→ **YOUR GOAL**
Please quote every entry below word for word, omitting the pictures.

******************************

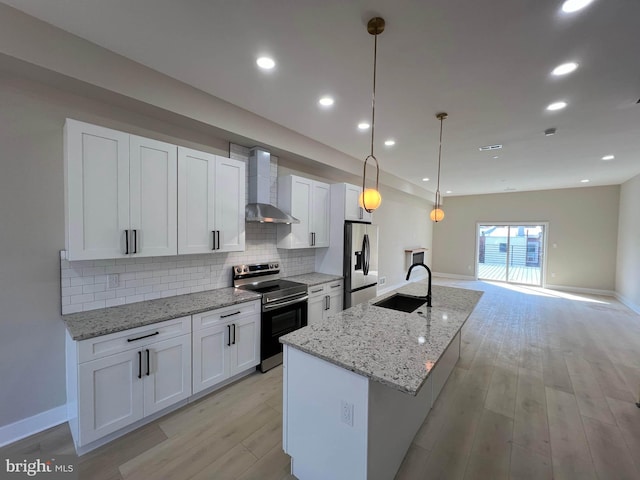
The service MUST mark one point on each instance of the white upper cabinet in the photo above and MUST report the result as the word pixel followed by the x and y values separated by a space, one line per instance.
pixel 153 197
pixel 129 196
pixel 308 201
pixel 96 191
pixel 211 191
pixel 120 194
pixel 352 208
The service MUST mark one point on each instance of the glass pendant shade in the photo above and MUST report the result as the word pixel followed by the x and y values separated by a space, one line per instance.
pixel 436 215
pixel 370 199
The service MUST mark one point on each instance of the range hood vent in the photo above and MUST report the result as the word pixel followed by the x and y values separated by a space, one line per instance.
pixel 259 208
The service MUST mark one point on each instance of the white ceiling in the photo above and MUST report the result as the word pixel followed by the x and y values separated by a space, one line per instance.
pixel 487 64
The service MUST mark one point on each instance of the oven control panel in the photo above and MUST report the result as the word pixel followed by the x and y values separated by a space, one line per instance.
pixel 256 269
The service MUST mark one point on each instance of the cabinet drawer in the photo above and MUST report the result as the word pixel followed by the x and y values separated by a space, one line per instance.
pixel 112 343
pixel 225 314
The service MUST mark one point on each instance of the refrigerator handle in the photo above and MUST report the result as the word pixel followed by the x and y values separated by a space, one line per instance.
pixel 366 252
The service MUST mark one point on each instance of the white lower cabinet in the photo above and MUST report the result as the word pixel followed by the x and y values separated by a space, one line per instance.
pixel 117 379
pixel 324 300
pixel 226 342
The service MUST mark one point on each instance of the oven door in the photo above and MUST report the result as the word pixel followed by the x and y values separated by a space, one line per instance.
pixel 278 321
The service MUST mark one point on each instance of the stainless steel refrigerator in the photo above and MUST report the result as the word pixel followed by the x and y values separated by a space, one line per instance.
pixel 360 265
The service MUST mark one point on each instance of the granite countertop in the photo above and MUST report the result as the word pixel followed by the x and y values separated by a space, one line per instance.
pixel 394 348
pixel 94 323
pixel 314 278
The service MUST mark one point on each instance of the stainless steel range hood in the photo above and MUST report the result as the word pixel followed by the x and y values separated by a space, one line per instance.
pixel 259 208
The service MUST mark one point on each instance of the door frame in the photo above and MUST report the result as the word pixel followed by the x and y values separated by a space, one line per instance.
pixel 545 240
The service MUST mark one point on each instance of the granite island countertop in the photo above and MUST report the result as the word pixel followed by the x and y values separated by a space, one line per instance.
pixel 314 278
pixel 394 348
pixel 93 323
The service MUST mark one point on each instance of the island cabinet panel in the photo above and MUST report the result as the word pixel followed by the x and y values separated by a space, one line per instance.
pixel 313 416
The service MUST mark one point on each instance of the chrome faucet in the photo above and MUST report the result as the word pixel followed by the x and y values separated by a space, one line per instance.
pixel 429 272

******************************

→ **WRITTEN ANSWER**
The service MUST mark one point on each instance of the white upper cabinet in the photo above and MUST report the result as the word pixel followed by the x and y values separated by a space, one line per instance.
pixel 153 197
pixel 129 196
pixel 308 201
pixel 96 191
pixel 211 191
pixel 120 194
pixel 352 208
The service MUST mark one point on each instance of the glass pendant shade in the photo above and MUST report the result as the word pixel followed by the x and y values separated by a space, one line per instance.
pixel 436 215
pixel 370 199
The service MUST mark one point on each instance of the range hood vent in the photo above and MUST report the result as the word pixel followed by the x and y values separated by a space, one line per instance.
pixel 259 208
The service MUST mark one point on each instance of the white ceiling in the photo above and MUST report the result as the word pixel followed by the x and y values separated by a space, one line per instance.
pixel 487 64
The service MUST mark one point on each instance of the oven control panel in the photo above and MUST report the result as the word pixel followed by the x and y values separated by a space, one line per instance.
pixel 256 269
The service MUST mark one point on each instance of the cabinet drawer in the photo above and MUST report the result as the word pixel followed by the x and y values separated by a space, one line per instance.
pixel 112 343
pixel 225 314
The service MUST mark one point on each instance of the refrigerator handle in the photo above and MUST report the result as the word pixel followed by the x and y values separated by a space, one line per instance.
pixel 366 252
The service MUST mark one point on each instance of the white lower cabinet in the photo above and MUST report the result as the word pixel followed by the x and y values separated by a space, one line per instance.
pixel 117 379
pixel 324 300
pixel 226 342
The service MUST mark one point on each instance of the oven door in the photo above and MUST report the result as the word pixel followed by the x and y values separated by a space, one line per instance.
pixel 278 321
The service MUST mark one point on each instance of the stainless steel refrigerator in the photo above and MUST report the result as the word pixel followed by the x and y values separated by a space, one line per instance.
pixel 360 265
The service MUST mark one point on each instance of the granite countertop in the photo above and MUST report the result as the word pixel followed by the x and y values separated by a space, one line per instance.
pixel 394 348
pixel 94 323
pixel 314 278
The service MUST mark one point on each instance of the stainless steel range hood in the photo above and MUST report the result as the word pixel followed by the x and y values separated by a space, one line per instance.
pixel 259 208
The service MUST mark one point on each instance of the door frame in the photo above and MUST report the result as the word pixel followed by the x and y values separated by a space, one line per instance.
pixel 545 240
The service MUST mark one point on each instance of the granite island countertop in the photo above and MUST report the result as the word pixel followed by the x and y values separated by a space, one line per instance.
pixel 314 278
pixel 394 348
pixel 93 323
The service MUST mark one point on each instance of the island cabinet panel in the photo above and MUST report the result as the word pixel followed by the x and y values separated by a space, one line per instance.
pixel 313 416
The service MUST mark one point on each instance of the chrome faucet in the photo above and MUST report the result as the word pixel followed by the x and y values separated by a space, one line per instance.
pixel 429 272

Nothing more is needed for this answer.